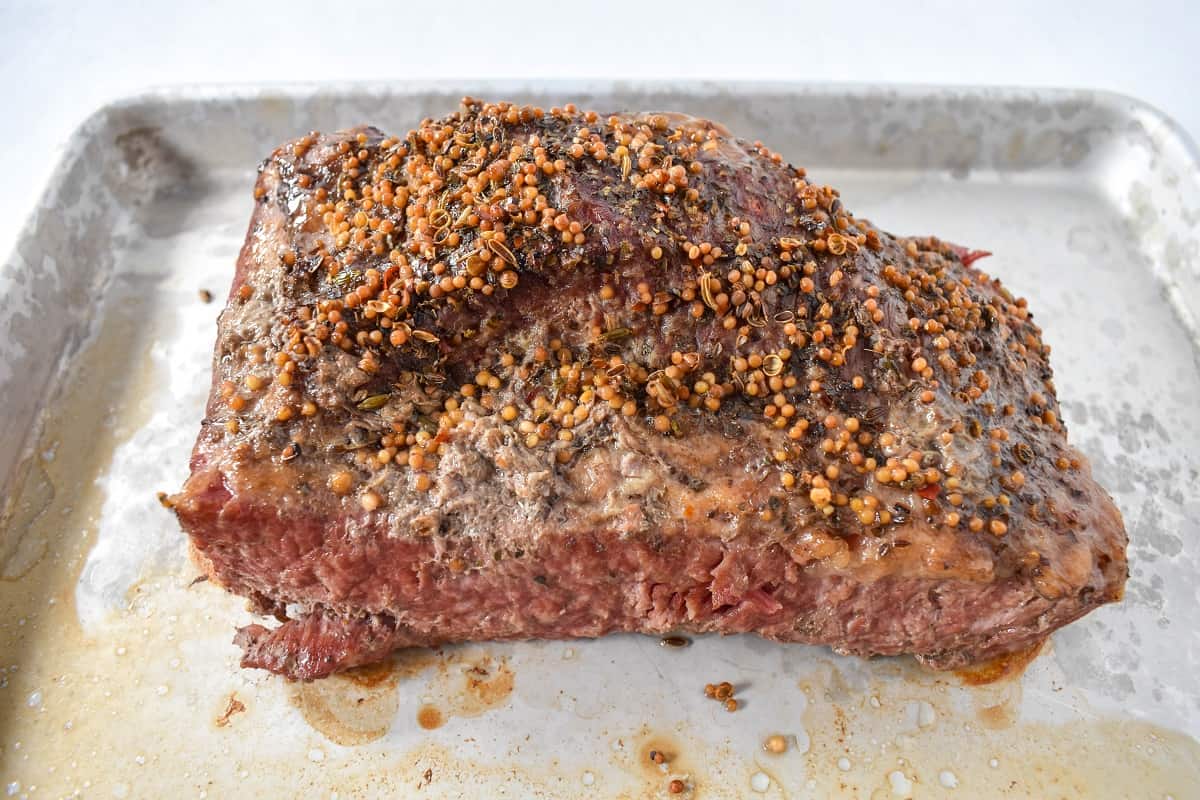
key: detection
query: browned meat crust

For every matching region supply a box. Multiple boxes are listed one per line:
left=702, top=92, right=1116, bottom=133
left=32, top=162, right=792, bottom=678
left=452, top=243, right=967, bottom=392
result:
left=174, top=100, right=1126, bottom=679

+ + + + +

Exercise aim:
Render the records above as a Markdown table with a Row column numbering each line and a Line column holding it. Leave out blank lines and the pictures.

Result of this task:
| Row | Line |
|---|---|
| 1 | key: detection |
| 2 | query: browned meat crust |
| 3 | For every matching region supply a box. Multiple boxes are listed one per line: |
| 4 | left=702, top=92, right=1116, bottom=133 |
| 5 | left=32, top=162, right=792, bottom=678 |
| 6 | left=452, top=243, right=967, bottom=392 |
| 7 | result: |
| 8 | left=174, top=100, right=1126, bottom=679 |